▶ WHAT IS ASKED
Convert the records, everything from the line containing "Where is each instance of the chrome" down to the line containing "point(125, 132)", into a two-column CSV with the header row text,answer. Write one row per record, with its text and its answer each in a single quoted field and any line breaks replaced by spaces.

▶ DATA SHOWN
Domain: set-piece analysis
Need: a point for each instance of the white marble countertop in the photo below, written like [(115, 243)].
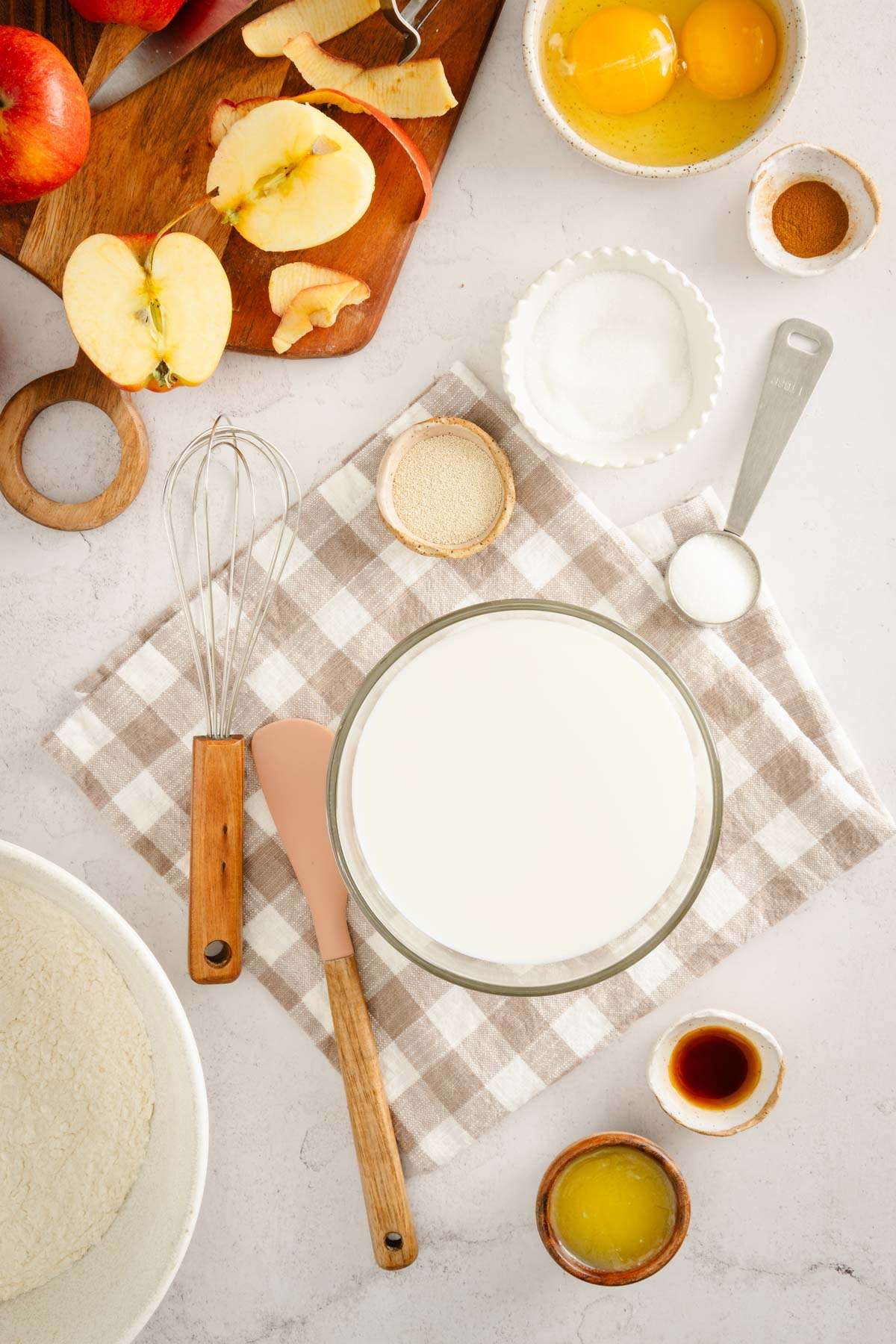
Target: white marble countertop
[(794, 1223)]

* * *

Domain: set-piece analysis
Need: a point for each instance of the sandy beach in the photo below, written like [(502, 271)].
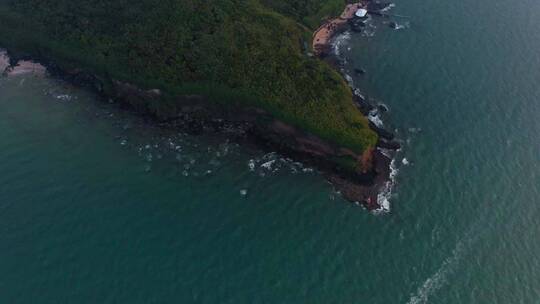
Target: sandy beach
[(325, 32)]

...

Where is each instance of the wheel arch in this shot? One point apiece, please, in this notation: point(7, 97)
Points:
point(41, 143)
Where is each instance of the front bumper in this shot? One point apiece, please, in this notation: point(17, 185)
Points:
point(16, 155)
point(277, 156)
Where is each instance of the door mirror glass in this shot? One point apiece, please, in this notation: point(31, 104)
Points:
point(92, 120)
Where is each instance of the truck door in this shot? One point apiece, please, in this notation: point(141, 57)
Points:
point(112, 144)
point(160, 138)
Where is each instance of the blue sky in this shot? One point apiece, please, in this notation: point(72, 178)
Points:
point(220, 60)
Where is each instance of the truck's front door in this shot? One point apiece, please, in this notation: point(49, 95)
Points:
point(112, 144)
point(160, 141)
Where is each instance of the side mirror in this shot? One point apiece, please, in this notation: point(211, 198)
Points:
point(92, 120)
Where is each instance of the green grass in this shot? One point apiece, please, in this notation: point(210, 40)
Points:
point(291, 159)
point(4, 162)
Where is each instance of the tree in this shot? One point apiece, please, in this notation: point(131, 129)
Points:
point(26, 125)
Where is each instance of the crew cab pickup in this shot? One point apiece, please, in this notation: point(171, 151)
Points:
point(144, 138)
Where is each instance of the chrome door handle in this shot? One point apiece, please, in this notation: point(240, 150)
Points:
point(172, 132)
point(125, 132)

▶ RESULT OF THE EXERCISE
text,answer
"Where is each instance of the chrome door handle in this shot? One point apiece, please, in this notation: point(240, 150) Points:","point(172, 132) point(125, 132)"